AIM OF THE TASK: Find "Would you be able to point at the white lattice" in the material, then return exactly the line containing it and all lines after it to the end, leaving out pictures.

WORKING DATA:
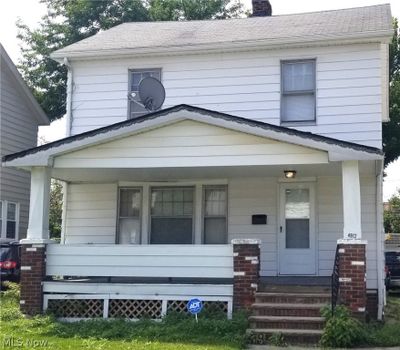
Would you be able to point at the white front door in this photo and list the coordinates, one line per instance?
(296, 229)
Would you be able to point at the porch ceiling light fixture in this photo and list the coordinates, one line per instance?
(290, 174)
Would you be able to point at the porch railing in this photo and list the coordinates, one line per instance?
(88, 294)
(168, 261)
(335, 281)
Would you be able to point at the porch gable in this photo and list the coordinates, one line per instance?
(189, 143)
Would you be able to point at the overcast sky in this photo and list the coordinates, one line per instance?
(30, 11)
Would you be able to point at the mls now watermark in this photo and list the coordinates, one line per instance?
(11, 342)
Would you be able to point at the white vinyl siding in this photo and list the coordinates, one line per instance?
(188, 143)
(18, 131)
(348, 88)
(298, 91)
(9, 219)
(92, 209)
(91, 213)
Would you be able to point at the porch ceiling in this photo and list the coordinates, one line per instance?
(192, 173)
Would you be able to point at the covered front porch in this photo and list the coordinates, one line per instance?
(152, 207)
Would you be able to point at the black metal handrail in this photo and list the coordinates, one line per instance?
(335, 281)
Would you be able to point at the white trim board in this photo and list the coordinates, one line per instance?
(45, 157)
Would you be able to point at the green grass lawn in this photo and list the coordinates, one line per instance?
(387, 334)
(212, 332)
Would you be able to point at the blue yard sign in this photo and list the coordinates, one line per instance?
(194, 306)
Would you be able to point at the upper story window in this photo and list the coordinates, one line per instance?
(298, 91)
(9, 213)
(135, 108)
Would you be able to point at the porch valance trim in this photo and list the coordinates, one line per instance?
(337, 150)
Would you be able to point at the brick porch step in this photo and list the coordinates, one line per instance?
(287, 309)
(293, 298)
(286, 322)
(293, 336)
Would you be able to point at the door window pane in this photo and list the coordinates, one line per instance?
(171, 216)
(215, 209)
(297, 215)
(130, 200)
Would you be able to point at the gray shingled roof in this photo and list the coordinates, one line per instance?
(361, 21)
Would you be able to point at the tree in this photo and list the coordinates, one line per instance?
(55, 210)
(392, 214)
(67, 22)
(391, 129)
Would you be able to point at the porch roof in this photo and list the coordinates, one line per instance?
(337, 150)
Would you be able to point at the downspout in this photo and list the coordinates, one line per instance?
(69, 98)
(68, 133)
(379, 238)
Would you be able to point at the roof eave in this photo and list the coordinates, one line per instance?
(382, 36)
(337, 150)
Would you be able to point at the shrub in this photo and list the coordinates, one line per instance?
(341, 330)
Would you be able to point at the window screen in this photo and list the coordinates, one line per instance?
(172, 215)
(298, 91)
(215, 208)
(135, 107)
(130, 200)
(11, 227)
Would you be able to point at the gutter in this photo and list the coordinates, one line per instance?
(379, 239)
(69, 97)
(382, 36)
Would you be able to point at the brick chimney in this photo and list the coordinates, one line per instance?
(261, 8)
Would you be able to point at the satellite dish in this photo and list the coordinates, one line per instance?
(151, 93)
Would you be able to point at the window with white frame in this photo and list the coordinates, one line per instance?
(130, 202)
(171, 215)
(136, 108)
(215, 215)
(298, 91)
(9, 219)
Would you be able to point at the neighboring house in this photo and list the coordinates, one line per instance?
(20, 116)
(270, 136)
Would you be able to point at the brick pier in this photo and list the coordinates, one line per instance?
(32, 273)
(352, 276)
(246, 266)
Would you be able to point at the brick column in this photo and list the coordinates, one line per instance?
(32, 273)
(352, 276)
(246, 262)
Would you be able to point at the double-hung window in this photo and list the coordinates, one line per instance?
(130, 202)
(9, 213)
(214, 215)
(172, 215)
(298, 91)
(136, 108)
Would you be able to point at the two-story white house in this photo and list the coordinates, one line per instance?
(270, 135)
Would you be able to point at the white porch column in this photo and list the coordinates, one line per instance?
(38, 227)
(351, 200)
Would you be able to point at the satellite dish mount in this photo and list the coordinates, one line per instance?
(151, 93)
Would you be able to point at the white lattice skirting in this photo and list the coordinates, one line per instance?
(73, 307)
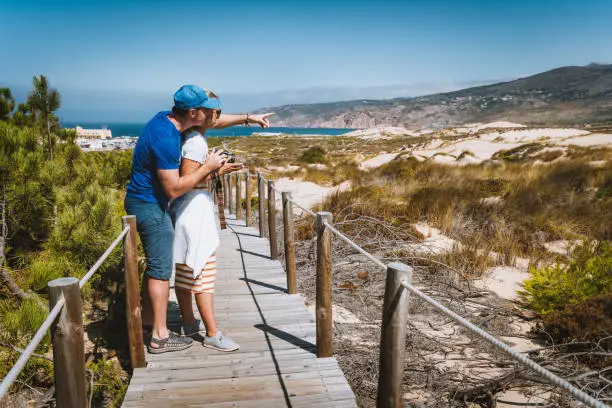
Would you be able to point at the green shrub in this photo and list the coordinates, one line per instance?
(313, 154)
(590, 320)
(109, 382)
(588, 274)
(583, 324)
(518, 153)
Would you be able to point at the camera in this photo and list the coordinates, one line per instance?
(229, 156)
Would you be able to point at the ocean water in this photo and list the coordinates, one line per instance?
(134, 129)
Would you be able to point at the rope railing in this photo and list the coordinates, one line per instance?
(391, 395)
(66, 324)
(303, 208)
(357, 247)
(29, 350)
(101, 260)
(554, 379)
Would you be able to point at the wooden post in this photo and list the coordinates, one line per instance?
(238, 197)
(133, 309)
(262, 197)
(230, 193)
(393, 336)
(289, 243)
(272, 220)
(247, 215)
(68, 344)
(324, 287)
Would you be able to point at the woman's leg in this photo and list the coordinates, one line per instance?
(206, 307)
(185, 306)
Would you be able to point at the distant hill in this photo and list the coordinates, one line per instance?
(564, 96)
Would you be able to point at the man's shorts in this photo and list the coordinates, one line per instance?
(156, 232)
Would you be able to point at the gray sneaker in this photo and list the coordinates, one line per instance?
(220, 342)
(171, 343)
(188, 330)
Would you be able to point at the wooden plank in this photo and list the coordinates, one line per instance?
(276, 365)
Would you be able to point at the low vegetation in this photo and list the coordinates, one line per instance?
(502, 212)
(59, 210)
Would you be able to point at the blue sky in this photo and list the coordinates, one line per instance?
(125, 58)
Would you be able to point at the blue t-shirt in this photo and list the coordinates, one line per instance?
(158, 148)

SOLUTION TO THE EXERCISE:
Would you be able to point at the white lattice skirting in this photo and list the coordinates, one line per instance?
(73, 307)
Would you be able to point at the green shrub in this photo and list the coordinates, one line per instance?
(313, 154)
(590, 320)
(109, 382)
(588, 274)
(583, 324)
(518, 153)
Would you be able to point at the camera in this photo and list the coordinates, one line per instance?
(229, 156)
Would you be able to point at the ocean water in this photo and list the coordinates, one line per instance?
(134, 129)
Would you be able to point at the rope railing in this photo and list the coordinates, one line per instance?
(391, 395)
(66, 324)
(303, 208)
(357, 247)
(29, 350)
(101, 260)
(554, 379)
Would you be able to point at the wooden post in this photo and list the coordinates, one line per instance?
(238, 197)
(133, 309)
(262, 197)
(230, 193)
(393, 336)
(289, 243)
(272, 220)
(247, 215)
(68, 344)
(324, 287)
Would you be able to point at the woman's leg in this photo and list the coordinates, one line per instance?
(206, 307)
(185, 306)
Would you be able to point at the distant hill in this photo and list the coordinates, one line per instance?
(564, 96)
Would you be able to point at the man's shorts in this photo and list the coordinates, one line per instance?
(156, 232)
Would you be able to point at the gray sneaker in this photo and list the coordinates, one line per instance?
(220, 342)
(171, 343)
(188, 330)
Would you be able to point at the wooden plank in this photo and list the coordinates, one line per instance?
(276, 365)
Would you be able to point at the low vegetation in this photo and list the coordinates, one line per instance?
(502, 212)
(59, 210)
Would you be able to point at the blue sky in this photo and list the coordinates, one line per instance?
(125, 58)
Would you be able to point at the blue t-shirt in this photo and list the coordinates, one line per instance?
(158, 148)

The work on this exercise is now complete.